Stored data entries:
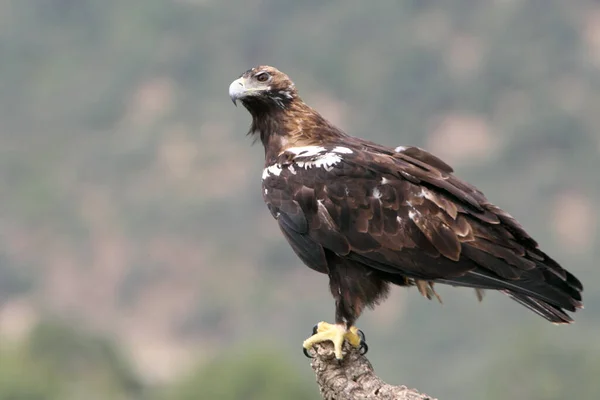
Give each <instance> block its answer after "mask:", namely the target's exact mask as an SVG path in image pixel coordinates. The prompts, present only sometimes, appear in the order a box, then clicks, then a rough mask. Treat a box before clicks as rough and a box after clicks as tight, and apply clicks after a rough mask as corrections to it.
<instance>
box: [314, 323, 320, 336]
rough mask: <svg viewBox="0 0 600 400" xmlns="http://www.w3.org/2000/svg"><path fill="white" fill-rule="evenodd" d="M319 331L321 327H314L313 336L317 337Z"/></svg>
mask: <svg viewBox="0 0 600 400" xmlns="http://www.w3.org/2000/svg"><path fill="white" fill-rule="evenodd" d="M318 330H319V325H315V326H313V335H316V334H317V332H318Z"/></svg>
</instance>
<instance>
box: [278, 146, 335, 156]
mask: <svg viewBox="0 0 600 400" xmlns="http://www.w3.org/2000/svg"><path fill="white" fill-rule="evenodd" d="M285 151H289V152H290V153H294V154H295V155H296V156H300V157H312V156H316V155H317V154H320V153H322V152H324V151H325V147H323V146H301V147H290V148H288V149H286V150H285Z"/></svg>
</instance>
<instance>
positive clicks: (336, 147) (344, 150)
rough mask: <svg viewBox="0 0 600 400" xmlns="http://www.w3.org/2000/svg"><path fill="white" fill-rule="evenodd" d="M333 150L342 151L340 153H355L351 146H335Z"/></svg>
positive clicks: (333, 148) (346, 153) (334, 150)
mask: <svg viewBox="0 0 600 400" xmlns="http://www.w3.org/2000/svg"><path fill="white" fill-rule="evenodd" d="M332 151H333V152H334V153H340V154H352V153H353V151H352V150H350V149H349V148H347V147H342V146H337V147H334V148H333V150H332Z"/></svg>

==

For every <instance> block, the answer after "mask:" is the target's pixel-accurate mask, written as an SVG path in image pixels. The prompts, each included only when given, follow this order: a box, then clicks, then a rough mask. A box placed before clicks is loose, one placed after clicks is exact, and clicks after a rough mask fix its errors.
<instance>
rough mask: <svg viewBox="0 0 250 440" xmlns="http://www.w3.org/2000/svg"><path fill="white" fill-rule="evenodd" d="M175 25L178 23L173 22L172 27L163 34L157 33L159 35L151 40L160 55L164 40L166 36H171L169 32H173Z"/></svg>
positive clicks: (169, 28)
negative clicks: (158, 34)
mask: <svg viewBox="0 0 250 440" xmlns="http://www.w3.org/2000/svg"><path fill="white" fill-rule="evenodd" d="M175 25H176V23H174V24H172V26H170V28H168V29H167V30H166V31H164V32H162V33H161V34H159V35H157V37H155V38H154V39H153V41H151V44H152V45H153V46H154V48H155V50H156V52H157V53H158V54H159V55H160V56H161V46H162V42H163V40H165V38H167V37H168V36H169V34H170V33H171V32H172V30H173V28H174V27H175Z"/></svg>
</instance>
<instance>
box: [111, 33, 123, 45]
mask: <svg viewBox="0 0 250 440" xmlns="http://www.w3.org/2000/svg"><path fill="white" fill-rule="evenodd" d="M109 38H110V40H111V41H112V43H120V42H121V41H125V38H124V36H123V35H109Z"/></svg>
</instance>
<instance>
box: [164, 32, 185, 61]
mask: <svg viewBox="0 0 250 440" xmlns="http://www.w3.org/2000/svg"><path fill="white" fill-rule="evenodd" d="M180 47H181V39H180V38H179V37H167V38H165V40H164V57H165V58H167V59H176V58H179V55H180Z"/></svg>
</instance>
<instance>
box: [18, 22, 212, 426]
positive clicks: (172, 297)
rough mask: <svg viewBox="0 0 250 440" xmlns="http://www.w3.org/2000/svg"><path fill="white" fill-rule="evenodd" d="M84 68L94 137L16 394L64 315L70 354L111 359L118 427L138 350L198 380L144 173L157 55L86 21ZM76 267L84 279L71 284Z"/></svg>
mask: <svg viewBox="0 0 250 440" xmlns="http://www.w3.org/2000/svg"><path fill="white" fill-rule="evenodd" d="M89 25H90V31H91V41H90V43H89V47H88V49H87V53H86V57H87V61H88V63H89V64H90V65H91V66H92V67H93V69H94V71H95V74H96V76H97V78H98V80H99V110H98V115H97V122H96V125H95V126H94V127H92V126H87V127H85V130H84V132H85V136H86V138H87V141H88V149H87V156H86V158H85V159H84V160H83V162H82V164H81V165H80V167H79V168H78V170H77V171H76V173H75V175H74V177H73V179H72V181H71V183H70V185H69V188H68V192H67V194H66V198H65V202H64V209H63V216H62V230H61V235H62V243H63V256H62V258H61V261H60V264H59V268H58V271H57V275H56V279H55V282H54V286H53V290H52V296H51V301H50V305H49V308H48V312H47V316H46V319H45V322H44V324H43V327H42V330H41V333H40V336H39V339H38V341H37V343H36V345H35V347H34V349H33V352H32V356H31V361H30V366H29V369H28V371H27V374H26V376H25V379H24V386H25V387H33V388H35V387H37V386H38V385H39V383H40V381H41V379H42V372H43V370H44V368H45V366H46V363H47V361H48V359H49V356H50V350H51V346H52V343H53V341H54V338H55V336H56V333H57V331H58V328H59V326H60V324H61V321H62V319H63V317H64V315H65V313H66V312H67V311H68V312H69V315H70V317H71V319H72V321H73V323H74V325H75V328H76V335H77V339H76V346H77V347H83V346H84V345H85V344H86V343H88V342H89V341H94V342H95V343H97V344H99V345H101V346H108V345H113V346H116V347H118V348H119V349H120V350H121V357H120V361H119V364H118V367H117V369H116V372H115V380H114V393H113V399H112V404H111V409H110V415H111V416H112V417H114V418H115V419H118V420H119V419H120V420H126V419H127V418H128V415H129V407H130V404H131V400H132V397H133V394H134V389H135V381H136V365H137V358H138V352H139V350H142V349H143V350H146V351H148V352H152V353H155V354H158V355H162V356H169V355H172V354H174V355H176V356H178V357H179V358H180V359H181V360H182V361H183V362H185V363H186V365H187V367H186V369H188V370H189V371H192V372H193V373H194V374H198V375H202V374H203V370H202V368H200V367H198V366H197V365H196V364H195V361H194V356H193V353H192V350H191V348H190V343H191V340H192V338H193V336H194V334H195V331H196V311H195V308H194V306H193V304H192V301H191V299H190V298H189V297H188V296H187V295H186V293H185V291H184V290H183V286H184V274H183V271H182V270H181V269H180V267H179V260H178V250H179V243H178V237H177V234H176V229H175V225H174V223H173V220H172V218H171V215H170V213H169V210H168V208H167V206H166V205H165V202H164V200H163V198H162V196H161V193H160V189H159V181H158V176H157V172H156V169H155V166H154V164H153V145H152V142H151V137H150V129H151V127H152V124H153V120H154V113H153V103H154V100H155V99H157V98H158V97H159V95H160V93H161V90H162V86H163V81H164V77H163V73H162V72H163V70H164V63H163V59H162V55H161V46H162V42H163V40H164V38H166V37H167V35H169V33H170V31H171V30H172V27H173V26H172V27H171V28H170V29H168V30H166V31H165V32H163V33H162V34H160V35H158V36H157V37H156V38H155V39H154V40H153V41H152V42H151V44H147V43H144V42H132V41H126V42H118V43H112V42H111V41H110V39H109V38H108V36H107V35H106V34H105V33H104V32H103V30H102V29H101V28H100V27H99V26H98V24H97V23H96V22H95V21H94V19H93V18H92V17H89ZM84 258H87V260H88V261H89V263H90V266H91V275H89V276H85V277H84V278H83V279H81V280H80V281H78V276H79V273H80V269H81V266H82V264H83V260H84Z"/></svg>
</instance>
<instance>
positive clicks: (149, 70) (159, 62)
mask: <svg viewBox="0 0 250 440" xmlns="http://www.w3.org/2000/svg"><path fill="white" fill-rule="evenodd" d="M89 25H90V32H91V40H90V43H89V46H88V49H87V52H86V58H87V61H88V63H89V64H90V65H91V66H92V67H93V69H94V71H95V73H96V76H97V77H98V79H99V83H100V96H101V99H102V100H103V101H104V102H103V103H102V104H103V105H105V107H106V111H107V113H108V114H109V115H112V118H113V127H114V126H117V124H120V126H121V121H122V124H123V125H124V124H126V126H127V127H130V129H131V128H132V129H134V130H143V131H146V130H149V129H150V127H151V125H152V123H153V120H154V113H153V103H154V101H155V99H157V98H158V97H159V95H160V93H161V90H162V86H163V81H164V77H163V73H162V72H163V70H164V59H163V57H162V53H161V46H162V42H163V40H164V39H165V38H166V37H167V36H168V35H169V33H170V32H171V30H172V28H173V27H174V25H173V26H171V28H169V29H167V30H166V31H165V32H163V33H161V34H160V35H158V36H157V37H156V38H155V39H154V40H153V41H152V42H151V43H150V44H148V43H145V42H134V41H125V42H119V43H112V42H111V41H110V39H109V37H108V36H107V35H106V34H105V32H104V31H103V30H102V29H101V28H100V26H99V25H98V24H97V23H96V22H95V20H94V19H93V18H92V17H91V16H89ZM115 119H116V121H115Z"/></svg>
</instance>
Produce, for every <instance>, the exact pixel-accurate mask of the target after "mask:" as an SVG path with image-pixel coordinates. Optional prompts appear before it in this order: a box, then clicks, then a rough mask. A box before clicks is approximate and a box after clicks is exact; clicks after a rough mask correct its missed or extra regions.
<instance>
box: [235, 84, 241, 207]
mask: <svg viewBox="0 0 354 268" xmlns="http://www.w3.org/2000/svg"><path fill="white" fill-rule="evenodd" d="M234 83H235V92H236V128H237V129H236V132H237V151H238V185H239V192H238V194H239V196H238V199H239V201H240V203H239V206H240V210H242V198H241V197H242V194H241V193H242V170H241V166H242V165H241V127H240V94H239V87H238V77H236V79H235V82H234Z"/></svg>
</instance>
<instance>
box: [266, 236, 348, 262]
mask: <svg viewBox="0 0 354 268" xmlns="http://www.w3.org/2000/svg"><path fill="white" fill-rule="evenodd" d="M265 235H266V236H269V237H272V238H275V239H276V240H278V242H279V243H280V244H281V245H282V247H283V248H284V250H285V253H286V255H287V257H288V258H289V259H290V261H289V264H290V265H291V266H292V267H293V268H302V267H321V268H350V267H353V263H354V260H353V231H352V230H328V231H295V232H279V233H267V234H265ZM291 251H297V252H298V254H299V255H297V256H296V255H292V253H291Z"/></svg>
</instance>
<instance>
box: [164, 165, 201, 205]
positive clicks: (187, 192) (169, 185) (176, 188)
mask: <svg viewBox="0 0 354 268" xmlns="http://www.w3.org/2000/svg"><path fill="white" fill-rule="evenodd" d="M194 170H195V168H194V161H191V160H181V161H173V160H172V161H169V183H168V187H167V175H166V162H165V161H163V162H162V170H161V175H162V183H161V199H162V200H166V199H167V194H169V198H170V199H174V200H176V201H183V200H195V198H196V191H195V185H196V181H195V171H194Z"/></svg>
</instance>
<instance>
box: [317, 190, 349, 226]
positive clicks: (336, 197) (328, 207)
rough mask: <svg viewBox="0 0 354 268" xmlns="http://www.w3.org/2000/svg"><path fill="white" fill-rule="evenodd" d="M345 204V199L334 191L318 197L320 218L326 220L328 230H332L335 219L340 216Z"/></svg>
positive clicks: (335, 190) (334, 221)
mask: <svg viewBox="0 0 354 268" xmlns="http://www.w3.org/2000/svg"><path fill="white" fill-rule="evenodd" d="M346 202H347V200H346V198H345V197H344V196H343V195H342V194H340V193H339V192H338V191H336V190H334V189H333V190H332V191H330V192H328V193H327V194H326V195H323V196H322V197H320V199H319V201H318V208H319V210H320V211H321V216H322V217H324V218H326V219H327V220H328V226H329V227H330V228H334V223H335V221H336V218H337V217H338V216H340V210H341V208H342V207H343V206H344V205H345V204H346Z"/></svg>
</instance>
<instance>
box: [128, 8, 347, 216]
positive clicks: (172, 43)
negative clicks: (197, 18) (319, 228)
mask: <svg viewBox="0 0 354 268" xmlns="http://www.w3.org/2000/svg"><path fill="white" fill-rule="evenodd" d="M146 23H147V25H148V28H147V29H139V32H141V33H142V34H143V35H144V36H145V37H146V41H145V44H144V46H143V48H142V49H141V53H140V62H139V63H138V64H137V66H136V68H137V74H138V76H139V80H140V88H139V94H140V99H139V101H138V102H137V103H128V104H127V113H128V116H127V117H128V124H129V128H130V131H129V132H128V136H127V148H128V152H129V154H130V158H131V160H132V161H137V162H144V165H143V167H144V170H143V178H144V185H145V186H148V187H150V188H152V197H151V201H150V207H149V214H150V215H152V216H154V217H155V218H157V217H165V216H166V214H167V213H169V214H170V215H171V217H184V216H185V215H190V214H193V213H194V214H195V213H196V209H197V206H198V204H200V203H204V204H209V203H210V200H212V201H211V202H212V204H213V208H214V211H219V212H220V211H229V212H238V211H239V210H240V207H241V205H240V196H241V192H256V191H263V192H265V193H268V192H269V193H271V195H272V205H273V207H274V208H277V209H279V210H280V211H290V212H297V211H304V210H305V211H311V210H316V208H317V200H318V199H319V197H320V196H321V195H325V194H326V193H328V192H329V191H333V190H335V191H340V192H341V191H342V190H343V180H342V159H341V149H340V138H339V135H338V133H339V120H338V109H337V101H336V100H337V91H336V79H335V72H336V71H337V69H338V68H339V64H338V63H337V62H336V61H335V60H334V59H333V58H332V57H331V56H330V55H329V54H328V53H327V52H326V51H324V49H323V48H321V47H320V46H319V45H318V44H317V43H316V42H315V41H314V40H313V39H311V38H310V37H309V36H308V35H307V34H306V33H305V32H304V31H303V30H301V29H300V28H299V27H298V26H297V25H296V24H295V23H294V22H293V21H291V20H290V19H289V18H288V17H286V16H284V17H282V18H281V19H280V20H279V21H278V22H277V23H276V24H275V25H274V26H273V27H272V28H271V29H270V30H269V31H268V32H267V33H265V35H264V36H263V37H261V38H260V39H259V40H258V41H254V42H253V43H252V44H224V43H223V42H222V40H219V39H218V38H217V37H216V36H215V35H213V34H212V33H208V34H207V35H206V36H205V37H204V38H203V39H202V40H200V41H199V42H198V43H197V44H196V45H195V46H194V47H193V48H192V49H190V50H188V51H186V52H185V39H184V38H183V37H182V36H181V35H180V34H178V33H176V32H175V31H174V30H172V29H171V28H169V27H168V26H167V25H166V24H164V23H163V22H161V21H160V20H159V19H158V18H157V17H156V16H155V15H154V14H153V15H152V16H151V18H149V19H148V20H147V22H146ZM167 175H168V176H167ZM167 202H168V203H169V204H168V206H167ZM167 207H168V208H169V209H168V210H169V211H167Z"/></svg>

EXERCISE: Given the records above, restate word for word only the lines starting at the one with "Give each <instance>" and ending at the one with "box: [314, 323, 320, 336]".

REPLY:
Give each <instance> block its answer after "mask:", namely the target's exact mask as an SVG path in image pixel coordinates. The prompts, present only sometimes, appear in the order a box, then clicks, then a rough mask. Treat a box before clicks as rough and a box after clicks as tight, and apply clicks after a rough mask as corrections to it.
<instance>
box: [314, 323, 320, 336]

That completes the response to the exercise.